Directions for this task - Below are the records to retype. Keep every character exactly and leave out the pictures.

Excerpts from a dataset -
# # # # #

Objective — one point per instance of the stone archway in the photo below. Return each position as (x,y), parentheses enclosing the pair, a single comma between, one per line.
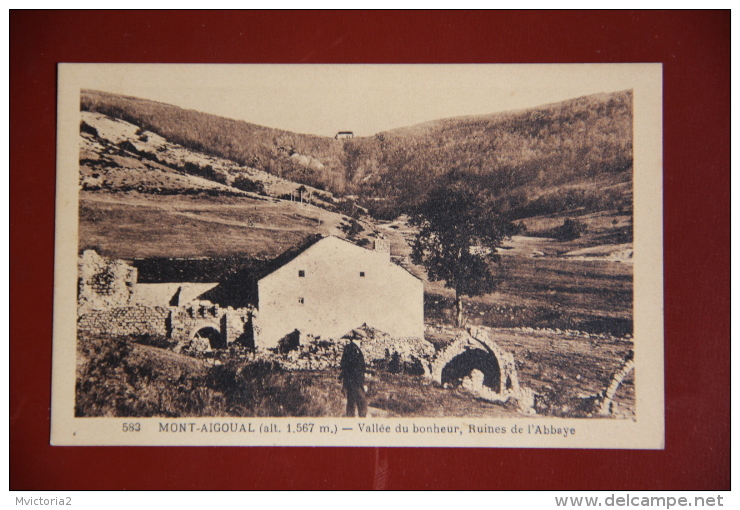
(477,363)
(207,336)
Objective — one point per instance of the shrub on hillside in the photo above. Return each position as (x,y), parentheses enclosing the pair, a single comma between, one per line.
(569,230)
(246,184)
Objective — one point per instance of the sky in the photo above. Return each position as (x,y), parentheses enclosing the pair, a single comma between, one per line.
(365,99)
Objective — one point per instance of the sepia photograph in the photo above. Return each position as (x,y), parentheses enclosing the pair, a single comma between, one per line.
(453,255)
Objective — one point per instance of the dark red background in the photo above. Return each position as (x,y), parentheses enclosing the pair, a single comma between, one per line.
(694,48)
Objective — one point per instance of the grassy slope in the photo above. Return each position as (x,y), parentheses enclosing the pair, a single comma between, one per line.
(538,161)
(118,378)
(131,225)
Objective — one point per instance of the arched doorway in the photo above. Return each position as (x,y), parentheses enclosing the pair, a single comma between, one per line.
(211,335)
(467,363)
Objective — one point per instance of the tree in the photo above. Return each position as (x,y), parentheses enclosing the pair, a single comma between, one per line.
(460,232)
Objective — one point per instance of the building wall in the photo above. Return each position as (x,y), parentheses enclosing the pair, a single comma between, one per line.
(335,298)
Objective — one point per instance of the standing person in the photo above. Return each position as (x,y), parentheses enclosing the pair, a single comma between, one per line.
(353,378)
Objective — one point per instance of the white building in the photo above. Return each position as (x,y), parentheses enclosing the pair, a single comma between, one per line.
(333,286)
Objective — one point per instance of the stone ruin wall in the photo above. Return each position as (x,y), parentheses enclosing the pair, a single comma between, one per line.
(106,304)
(128,320)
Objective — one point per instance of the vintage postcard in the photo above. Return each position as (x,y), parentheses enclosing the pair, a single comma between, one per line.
(359,255)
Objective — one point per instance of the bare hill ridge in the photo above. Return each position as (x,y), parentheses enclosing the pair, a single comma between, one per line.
(572,155)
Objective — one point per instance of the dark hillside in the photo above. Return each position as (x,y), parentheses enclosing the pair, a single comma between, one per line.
(538,161)
(313,160)
(573,157)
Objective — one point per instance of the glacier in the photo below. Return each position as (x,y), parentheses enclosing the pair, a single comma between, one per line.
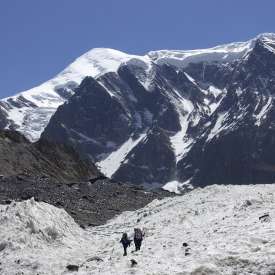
(219,224)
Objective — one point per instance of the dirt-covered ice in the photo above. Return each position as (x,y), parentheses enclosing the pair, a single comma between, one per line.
(219,225)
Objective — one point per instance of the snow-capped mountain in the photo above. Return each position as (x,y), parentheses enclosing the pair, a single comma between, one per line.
(183,118)
(179,118)
(30,111)
(214,230)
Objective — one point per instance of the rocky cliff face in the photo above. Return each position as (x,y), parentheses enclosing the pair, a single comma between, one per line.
(177,118)
(42,159)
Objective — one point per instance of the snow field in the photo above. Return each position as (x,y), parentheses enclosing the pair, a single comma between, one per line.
(220,225)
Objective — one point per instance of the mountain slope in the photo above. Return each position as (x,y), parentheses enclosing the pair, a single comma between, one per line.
(30,111)
(41,159)
(178,121)
(174,118)
(220,226)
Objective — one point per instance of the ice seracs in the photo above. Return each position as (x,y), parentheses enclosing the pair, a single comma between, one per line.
(26,109)
(219,225)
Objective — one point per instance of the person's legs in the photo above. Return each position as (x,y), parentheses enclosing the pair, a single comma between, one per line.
(139,244)
(136,244)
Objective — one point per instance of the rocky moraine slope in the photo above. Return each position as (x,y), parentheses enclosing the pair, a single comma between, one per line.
(176,118)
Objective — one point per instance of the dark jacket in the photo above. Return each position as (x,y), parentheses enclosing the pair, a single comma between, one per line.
(125,240)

# # # # #

Result -
Objective — one point per instance of the stone archway in the photo below. Return each position as (x,y), parentheses enclosing the pair, a single comma between, one per line.
(477,363)
(207,336)
Objective — one point per instance of the shrub on hillside in the photo above. Return each position as (x,y), parentheses enclosing the pair, a single comma between, one per line.
(569,230)
(246,184)
Objective — one point per instance of the sky in the photo above. Return each position as (x,y), parentheses enclosing the pair, a single comma between, one per line.
(365,99)
Objective — one point per instance of the sepia photograph in the photo above. Return each position as (x,y), parentheses enclosing the pair, a single comma between, one per line.
(453,255)
Objective — one point per instance of the dark red background in the photo above. Return each position as (x,y), parentheses enclosing the pair, a single comma between, one per line.
(694,48)
Objective — one point per instance of the grassy slope in the photo above. Return each position as (x,y), parentheses enclosing the pair, a single comma between, one per line.
(538,161)
(118,378)
(131,225)
Objective — one point per instance of the arched doorway in the photo above. Return each position as (x,y), parentheses enclosing the pair, a single comma between, one per line.
(211,335)
(467,363)
Objective — one point per instance of the tree in the photo above. Return each position as (x,y), parentheses enclosing the pair, a single comma between, one per line.
(460,232)
Objective — one point per instance of the building wall in the photo above. Return each position as (x,y), parentheses enclosing the pair, a single comma between, one per line.
(335,298)
Objective — one point per instance of the standing person in the photo above. Return each position as (x,y), parentheses enclosing the pair, a single comma between, one per line.
(353,378)
Objective — one point per instance of the white building in the photo above. Return each position as (x,y), parentheses enclosing the pair, a single comma between, one per line.
(333,286)
Objective — one point per instance of the stone ruin wall in the photo above. Return each position as (x,y), parentheses enclosing the pair, a single comma between, one per line.
(106,304)
(128,320)
Objective — one point per instance of the vintage postcard in the photo above. Return each position as (x,y), parentheses enclosing the pair, a single comma between, one per line.
(359,255)
Objective — one point per instance of the bare hill ridge in the photo above. Return each position as (x,y), parentheses enclosing the pair, a single comma between, one per line.
(572,155)
Objective — one point per instance of the dark hillside in the photo above. Return each position as (x,y), parentheses enclosing the pair, a single comma between, one per line.
(538,161)
(313,160)
(573,157)
Objective — one point per instance of the glacier in the photo below. Return each position as (x,y), parentheses enclosing the pair, a single comma between, one per line.
(219,224)
Objective — one point per instance of the dirt-covered ice in the photo above. Return each position as (x,y), parentheses enclosing the pair, a single comma between, one per line.
(219,225)
Objective — one point per instance of the snow-capped mountain in the photo above. Return each position as (x,y), parentheses enclosing the pair, a single comma between, one per line.
(183,118)
(179,118)
(30,111)
(214,230)
Objective — one point per instance of the rocky cliff face in the photo above. Return each position as (x,y), parentheses enclosing the pair, a single comma between, one per line.
(177,118)
(42,159)
Objective — one point per instance of the snow field in the photo above. Return each position as (x,y), parentheses enclosing the pair, a single comma between, one per line.
(220,225)
Objective — one point per instance of the mountain slope in the photo above. Return each position as (x,y), parentheses enclosing the pair, a single comma between, one per line.
(30,111)
(41,159)
(178,121)
(174,118)
(220,226)
Objective — one point per instance of the ice seracs in the photo above. Return each position as (x,y), parentheses enclosing the pair, a single comma between, one per line.
(26,109)
(219,225)
Objective — one point per instance of the person's legs in the photo above. Return each position as (x,y), parentheses enclosing the pair, a single comma between, one per line.
(139,244)
(136,244)
Objective — one point per instance of the rocky moraine slope in the photo above. Return each position as (x,y), parentheses enclosing the pair, a single comma between, one per line.
(176,118)
Objective — one point per instance of the dark jacket in the photo above. Return each position as (x,y), parentheses enclosing the pair, a single comma between, one per line.
(125,240)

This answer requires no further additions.